**ENUNCIADO DEL PROBLEMA**
Sustituya "Target" por "Label" en las líneas que van desde la que contiene "Task: locate the orange" hasta el final de los ítems, y reprodúzcalas sin alterar nada más.

**FILAS DE ENTRADA**

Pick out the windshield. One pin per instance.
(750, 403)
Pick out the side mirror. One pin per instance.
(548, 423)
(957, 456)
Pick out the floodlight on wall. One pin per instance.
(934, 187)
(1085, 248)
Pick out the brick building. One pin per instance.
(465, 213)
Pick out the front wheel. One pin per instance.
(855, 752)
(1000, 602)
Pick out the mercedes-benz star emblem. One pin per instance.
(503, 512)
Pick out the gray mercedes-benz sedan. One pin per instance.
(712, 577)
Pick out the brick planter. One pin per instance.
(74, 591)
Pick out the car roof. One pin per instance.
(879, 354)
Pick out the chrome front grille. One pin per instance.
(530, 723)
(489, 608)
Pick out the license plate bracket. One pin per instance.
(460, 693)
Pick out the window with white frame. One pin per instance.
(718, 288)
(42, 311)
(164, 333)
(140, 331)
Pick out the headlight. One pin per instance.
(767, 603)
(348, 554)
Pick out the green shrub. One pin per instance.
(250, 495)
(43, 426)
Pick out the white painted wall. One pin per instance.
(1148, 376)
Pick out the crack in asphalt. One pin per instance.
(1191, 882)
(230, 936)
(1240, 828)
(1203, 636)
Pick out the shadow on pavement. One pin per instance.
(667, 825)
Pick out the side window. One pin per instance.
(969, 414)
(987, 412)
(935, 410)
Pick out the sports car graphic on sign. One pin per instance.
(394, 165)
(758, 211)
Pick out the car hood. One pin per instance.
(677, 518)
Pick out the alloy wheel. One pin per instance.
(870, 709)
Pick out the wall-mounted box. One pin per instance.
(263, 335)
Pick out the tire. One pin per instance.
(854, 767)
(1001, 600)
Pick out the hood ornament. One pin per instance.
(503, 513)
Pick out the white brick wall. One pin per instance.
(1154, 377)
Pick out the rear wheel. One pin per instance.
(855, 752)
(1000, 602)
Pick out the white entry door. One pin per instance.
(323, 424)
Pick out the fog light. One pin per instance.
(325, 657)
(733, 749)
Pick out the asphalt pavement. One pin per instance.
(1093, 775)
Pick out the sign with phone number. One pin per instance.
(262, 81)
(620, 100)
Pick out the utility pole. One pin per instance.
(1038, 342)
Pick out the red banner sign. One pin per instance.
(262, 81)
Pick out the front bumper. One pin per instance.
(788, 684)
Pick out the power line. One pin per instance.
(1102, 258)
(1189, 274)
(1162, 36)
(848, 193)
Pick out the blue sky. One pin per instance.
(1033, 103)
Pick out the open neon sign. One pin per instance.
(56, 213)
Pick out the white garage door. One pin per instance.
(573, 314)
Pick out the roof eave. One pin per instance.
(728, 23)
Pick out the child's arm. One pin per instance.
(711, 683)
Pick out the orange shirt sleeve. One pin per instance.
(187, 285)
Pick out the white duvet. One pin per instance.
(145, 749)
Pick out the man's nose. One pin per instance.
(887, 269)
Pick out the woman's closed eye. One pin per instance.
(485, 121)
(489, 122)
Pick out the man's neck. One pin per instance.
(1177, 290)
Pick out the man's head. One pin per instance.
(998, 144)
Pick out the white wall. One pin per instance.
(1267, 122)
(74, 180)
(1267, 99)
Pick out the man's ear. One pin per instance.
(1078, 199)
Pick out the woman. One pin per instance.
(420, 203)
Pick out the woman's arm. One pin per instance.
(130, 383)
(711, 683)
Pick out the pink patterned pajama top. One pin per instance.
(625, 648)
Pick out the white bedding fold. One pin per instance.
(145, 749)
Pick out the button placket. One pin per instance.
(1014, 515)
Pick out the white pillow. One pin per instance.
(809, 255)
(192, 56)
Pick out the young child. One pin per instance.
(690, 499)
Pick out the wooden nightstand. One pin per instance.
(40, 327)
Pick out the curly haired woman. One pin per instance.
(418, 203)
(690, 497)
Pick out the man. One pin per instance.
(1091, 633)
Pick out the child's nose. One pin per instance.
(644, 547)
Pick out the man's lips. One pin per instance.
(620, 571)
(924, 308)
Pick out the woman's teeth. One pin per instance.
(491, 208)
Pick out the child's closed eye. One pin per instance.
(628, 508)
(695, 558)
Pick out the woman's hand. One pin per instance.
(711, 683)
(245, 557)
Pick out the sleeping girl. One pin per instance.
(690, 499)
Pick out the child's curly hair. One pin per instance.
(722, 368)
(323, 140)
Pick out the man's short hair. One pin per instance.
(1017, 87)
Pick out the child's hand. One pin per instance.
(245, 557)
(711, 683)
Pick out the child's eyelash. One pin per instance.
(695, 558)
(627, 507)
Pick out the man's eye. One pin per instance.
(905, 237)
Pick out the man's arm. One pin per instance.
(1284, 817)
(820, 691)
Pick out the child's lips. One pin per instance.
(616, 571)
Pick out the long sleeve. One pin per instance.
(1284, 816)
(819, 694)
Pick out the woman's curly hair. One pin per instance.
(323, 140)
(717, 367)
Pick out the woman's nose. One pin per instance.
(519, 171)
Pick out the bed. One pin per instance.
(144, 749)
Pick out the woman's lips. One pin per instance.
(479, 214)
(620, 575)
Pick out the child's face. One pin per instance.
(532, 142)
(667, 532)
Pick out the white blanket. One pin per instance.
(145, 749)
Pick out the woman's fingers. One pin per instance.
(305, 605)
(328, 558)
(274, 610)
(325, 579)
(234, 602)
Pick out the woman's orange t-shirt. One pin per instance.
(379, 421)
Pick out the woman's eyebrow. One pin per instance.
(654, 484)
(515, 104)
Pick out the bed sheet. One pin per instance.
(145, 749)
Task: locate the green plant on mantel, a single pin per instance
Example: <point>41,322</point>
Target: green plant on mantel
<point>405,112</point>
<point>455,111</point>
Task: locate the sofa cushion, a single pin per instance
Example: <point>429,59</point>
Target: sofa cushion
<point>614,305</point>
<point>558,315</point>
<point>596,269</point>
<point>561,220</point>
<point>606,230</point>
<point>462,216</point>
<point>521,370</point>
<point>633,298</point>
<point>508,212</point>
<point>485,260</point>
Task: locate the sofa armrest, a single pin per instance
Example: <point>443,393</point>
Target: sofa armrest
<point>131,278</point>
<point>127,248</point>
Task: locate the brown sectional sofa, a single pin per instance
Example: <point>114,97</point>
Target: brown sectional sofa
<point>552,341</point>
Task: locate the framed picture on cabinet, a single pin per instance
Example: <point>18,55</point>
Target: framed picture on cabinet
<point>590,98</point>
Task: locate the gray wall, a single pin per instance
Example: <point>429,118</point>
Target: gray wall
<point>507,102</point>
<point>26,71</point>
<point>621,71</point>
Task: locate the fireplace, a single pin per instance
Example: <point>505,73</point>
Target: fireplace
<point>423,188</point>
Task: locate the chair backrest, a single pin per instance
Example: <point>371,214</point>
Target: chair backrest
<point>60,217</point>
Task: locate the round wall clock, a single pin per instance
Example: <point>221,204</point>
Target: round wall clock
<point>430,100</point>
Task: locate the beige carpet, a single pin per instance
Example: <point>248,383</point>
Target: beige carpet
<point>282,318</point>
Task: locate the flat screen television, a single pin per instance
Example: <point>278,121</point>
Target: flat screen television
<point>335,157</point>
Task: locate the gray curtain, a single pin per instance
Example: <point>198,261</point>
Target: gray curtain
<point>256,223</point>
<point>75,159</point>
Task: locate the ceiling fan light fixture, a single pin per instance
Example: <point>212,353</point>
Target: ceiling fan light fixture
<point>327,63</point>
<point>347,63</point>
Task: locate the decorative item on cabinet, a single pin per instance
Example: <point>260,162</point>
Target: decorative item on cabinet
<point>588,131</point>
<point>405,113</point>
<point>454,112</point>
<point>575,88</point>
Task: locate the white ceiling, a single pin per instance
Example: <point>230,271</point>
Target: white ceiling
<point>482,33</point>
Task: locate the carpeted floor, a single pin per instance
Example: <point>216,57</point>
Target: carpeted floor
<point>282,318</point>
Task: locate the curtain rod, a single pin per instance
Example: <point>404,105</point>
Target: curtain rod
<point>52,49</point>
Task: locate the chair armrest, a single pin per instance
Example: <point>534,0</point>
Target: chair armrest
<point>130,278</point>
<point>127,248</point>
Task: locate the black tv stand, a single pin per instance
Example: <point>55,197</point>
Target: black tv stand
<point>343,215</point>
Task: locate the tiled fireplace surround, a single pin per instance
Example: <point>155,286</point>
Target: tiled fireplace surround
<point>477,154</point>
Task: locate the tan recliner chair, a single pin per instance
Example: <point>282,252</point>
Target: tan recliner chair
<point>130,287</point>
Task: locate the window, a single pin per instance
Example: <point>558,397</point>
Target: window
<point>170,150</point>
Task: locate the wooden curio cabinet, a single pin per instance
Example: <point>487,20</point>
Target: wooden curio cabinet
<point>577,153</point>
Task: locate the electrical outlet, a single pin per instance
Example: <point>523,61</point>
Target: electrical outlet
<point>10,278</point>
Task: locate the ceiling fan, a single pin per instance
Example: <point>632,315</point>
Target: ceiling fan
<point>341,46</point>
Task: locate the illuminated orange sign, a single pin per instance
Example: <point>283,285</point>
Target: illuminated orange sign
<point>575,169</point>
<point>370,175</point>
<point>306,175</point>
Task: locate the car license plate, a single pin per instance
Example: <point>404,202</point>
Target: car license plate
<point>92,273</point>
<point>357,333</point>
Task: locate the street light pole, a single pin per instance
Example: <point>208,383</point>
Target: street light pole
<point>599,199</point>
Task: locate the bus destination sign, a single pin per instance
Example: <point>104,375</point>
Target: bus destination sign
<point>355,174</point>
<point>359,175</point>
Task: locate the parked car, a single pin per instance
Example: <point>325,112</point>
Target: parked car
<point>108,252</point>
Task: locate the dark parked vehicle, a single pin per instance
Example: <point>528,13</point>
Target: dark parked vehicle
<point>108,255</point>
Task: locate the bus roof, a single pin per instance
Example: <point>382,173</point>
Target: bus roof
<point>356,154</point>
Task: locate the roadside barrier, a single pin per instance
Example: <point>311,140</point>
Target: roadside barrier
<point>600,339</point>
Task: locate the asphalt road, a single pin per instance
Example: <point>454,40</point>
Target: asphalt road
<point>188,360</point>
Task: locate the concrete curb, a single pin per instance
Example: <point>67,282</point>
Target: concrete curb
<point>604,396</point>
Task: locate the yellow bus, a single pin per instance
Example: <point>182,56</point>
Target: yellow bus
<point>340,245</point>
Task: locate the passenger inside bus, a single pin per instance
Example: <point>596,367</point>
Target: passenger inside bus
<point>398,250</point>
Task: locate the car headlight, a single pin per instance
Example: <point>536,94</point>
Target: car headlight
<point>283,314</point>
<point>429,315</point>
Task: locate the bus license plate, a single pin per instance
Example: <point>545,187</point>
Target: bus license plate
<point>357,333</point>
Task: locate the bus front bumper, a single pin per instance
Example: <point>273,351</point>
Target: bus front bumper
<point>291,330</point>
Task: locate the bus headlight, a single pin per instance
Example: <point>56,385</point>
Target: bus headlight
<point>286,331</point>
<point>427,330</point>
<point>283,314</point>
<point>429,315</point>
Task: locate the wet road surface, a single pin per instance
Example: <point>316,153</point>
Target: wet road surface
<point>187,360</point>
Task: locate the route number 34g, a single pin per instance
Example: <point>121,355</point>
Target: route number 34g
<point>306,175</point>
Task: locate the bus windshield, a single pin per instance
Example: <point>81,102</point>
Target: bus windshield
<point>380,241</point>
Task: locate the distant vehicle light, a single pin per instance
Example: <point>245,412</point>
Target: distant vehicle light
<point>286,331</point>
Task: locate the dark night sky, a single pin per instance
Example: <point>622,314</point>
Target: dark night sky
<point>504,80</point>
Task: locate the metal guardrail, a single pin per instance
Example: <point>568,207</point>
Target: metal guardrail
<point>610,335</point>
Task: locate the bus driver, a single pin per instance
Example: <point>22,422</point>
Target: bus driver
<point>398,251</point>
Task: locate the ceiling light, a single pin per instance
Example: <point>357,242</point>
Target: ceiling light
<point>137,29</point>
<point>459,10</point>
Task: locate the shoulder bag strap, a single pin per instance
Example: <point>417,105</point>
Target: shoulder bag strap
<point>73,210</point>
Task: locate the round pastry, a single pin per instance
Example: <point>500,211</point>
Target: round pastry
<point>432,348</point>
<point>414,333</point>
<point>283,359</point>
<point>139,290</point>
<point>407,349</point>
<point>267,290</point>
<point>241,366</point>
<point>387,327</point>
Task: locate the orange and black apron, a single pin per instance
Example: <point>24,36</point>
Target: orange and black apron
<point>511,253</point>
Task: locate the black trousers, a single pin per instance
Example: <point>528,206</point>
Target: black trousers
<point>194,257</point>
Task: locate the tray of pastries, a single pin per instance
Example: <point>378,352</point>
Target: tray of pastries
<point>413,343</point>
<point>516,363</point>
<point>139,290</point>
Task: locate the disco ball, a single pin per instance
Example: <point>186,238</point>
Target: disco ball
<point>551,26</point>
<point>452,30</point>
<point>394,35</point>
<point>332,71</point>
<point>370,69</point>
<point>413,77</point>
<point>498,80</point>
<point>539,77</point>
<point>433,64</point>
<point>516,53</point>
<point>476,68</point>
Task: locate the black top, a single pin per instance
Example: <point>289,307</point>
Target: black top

**RESPUESTA ESCRITA**
Task: locate the orange and black apron, a single pin per instance
Example: <point>24,36</point>
Label: orange and black apron
<point>511,253</point>
Task: locate the black trousers, a single pin per instance
Example: <point>528,206</point>
Label: black trousers
<point>194,257</point>
Task: locate the tray of pastries, a single pin per instance
Example: <point>378,352</point>
Label: tray of pastries
<point>413,343</point>
<point>516,363</point>
<point>139,290</point>
Task: locate the disco ball, a single pin per instance
Example: <point>186,238</point>
Label: disco ball
<point>551,26</point>
<point>452,30</point>
<point>394,35</point>
<point>332,71</point>
<point>370,69</point>
<point>413,77</point>
<point>498,80</point>
<point>539,77</point>
<point>433,64</point>
<point>516,53</point>
<point>476,68</point>
Task: locate the black top, a single pin per instance
Example: <point>289,307</point>
Label: black top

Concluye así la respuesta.